**EXERCISE DESCRIPTION:** For the data below, restate word for word only the lines from the line containing "positive clicks: (339, 166)" through the line containing "box: [438, 177, 482, 191]", both ends included.

::: DATA PROVIDED :::

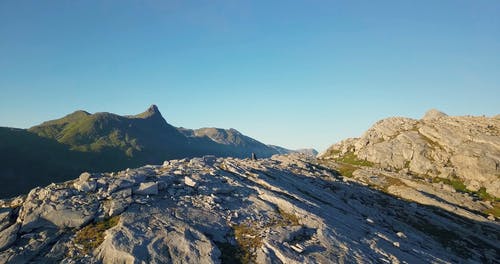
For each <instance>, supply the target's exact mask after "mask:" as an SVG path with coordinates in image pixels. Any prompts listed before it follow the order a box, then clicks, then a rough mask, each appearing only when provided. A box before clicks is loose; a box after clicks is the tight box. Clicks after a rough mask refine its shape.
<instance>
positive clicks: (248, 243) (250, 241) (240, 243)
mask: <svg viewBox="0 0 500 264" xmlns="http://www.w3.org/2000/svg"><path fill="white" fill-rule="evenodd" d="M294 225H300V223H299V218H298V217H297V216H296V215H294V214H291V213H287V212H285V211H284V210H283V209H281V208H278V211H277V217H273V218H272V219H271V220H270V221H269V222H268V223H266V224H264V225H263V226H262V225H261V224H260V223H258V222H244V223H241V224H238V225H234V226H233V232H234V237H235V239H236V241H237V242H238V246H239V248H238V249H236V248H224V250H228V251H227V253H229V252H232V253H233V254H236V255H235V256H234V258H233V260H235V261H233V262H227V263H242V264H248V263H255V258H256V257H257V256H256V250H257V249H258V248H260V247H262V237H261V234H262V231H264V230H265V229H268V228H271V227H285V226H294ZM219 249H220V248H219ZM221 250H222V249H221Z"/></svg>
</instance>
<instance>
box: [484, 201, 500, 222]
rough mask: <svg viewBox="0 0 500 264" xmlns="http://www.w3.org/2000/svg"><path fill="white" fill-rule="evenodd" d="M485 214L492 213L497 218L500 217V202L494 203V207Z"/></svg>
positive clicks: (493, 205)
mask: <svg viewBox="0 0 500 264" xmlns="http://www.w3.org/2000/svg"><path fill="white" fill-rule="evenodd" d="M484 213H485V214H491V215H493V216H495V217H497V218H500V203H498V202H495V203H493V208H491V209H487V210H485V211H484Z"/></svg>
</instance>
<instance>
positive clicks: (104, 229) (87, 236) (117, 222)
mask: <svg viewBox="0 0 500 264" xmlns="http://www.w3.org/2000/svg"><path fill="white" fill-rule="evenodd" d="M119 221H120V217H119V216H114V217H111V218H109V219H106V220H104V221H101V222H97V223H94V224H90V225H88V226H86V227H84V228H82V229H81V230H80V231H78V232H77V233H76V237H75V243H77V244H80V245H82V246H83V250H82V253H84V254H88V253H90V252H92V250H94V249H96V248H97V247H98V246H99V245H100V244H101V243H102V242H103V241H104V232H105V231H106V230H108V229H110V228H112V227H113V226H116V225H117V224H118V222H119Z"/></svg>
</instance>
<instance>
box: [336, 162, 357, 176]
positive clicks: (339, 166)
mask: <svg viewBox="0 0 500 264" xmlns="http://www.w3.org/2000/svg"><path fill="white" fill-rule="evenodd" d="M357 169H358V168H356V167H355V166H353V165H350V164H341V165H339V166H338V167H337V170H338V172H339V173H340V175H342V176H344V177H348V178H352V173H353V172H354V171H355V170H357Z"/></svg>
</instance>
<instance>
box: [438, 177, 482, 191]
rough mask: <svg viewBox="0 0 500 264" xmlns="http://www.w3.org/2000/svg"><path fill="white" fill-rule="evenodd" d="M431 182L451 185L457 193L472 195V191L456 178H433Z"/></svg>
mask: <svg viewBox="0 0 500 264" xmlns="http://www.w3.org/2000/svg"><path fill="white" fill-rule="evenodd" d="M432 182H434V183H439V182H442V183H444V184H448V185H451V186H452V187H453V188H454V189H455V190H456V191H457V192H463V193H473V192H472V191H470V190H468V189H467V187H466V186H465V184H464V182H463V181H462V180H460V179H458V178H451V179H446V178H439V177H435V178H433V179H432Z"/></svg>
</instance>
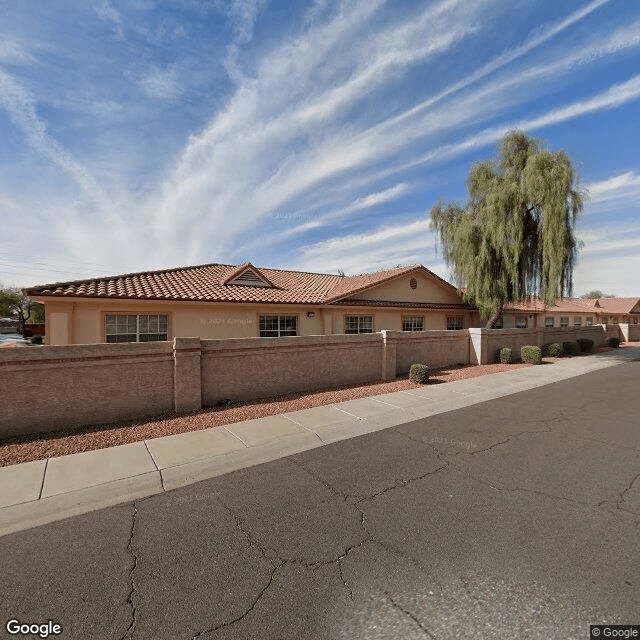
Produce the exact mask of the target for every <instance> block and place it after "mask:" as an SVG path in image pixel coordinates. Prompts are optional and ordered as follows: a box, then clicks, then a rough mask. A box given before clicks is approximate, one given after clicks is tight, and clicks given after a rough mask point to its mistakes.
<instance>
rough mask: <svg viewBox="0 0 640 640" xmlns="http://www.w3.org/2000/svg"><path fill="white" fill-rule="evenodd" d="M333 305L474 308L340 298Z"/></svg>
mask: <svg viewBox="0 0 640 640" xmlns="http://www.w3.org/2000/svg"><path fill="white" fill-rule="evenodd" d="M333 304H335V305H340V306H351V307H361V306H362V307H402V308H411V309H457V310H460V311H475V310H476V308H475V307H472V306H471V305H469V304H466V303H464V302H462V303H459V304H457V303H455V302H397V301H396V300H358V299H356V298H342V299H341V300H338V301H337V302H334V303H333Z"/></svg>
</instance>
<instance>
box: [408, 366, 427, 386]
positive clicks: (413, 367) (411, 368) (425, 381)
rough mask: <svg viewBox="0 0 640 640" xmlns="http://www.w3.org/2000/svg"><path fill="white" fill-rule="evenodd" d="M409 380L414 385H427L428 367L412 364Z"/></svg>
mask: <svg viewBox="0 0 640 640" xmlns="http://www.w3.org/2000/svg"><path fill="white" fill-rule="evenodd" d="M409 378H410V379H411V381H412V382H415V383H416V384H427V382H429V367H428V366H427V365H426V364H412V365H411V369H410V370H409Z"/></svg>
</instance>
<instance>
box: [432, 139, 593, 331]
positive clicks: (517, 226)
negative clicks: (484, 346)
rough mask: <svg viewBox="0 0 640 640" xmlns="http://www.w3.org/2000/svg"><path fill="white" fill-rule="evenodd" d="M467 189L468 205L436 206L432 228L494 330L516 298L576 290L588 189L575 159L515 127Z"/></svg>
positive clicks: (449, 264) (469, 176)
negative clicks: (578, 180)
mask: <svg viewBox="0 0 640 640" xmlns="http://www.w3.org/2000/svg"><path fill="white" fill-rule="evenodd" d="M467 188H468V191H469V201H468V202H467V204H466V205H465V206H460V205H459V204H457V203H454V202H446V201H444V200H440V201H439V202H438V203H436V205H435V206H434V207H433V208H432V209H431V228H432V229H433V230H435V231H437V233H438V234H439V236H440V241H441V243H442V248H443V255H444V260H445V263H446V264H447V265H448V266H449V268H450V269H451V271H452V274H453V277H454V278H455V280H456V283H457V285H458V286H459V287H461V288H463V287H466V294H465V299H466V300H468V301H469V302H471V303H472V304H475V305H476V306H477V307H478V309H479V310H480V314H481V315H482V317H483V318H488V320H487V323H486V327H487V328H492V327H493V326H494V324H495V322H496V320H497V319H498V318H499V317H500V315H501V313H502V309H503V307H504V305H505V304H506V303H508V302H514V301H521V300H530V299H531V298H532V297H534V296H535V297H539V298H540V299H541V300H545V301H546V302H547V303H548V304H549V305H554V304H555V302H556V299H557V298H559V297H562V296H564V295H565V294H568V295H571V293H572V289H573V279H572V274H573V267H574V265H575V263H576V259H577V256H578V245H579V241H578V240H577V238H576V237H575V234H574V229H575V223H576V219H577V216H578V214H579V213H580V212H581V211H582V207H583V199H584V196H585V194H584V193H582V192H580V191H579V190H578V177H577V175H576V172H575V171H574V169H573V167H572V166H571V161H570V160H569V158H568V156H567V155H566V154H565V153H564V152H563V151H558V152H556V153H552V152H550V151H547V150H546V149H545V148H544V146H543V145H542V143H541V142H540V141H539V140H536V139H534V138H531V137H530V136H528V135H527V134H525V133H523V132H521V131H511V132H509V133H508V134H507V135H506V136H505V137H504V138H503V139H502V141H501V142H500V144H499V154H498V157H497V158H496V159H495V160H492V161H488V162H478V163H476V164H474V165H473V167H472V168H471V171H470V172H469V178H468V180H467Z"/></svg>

:::
::: DATA PROVIDED :::

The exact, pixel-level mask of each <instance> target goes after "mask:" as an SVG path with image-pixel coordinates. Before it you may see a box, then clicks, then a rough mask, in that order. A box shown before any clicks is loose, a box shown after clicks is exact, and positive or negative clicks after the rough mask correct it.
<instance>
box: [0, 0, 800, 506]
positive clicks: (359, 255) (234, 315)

:::

**RESPONSE:**
positive clicks: (339, 166)
mask: <svg viewBox="0 0 500 264" xmlns="http://www.w3.org/2000/svg"><path fill="white" fill-rule="evenodd" d="M357 169H358V168H356V167H355V166H353V165H350V164H341V165H339V166H338V167H337V170H338V172H339V173H340V175H342V176H344V177H348V178H352V173H353V172H354V171H355V170H357Z"/></svg>
</instance>
<instance>
box: [438, 177, 482, 191]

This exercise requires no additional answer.